[Exercise materials]
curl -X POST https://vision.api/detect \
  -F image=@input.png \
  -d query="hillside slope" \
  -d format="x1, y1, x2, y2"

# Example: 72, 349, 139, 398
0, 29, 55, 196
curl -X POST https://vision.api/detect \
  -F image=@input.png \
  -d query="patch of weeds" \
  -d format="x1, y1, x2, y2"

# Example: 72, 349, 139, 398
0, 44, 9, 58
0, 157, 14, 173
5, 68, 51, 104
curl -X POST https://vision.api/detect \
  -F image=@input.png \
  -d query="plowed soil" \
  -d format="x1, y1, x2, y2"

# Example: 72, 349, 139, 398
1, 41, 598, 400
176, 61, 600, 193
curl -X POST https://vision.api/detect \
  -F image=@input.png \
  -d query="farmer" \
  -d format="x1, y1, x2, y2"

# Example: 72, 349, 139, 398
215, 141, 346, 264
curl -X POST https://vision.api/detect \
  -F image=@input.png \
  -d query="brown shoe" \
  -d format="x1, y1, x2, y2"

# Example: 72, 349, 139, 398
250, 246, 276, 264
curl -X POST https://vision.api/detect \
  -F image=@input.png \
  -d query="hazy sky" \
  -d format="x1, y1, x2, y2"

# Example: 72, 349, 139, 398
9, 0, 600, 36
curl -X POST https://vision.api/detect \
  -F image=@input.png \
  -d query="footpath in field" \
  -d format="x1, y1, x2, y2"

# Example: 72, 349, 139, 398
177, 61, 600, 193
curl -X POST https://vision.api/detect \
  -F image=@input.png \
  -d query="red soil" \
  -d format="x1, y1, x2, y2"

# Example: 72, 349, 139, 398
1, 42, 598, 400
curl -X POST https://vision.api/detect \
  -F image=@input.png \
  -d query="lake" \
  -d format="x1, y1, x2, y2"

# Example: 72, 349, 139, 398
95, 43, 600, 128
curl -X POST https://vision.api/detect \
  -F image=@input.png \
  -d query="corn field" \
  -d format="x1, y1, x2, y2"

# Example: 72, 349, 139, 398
[/Exercise materials]
Work required – Please give all the entries above again, exactly as they stand.

Written response –
curl -X POST https://vision.api/detect \
  -F image=@input.png \
  -d query="hillside slope" \
  -d format="x1, y1, x2, y2"

# Example: 72, 349, 139, 398
0, 29, 55, 196
curl -X POST https://vision.api/detect \
  -F image=@input.png \
  -d query="patch of weeds" \
  -d format="x1, y1, x2, y2"

# Example: 72, 349, 139, 398
0, 44, 9, 58
0, 157, 14, 173
5, 68, 51, 104
curl -X POST https://vision.api/detect \
  -F image=@input.png \
  -d query="plowed soil" \
  -d format="x1, y1, x2, y2"

# Example: 72, 349, 139, 398
1, 41, 598, 400
176, 61, 600, 193
curl -X POST https://vision.api/detect \
  -F image=@input.png \
  -d query="farmer" \
  -d format="x1, y1, x2, y2"

# Example: 72, 349, 139, 398
215, 141, 346, 264
curl -X POST https://vision.api/detect \
  -F image=@input.png \
  -d query="brown shoe" \
  -d format="x1, y1, x2, y2"

# Example: 72, 349, 139, 398
250, 246, 276, 264
curl -X POST https://vision.api/detect \
  -F image=@input.png \
  -d query="hazy sky" \
  -d format="x1, y1, x2, y2"

# Example: 72, 349, 139, 398
9, 0, 600, 36
curl -X POST https://vision.api/detect \
  -F image=@input.png \
  -d query="footpath in field" \
  -d format="x1, y1, x2, y2"

# Example: 72, 349, 139, 398
177, 61, 600, 193
curl -X POST https://vision.api/detect \
  -F image=@input.png \
  -d query="red soil" \
  -d format="x1, y1, x2, y2"

# Example: 72, 349, 139, 398
1, 42, 598, 400
curl -X POST https://vision.api/detect \
  -F image=@input.png \
  -d query="lake" \
  -d format="x1, y1, x2, y2"

# Example: 72, 349, 139, 398
95, 43, 600, 128
curl -X POST https://vision.api/detect \
  -F image=@input.png \
  -d query="corn field" \
  -d format="x1, y1, x2, y2"

# Example: 72, 349, 139, 398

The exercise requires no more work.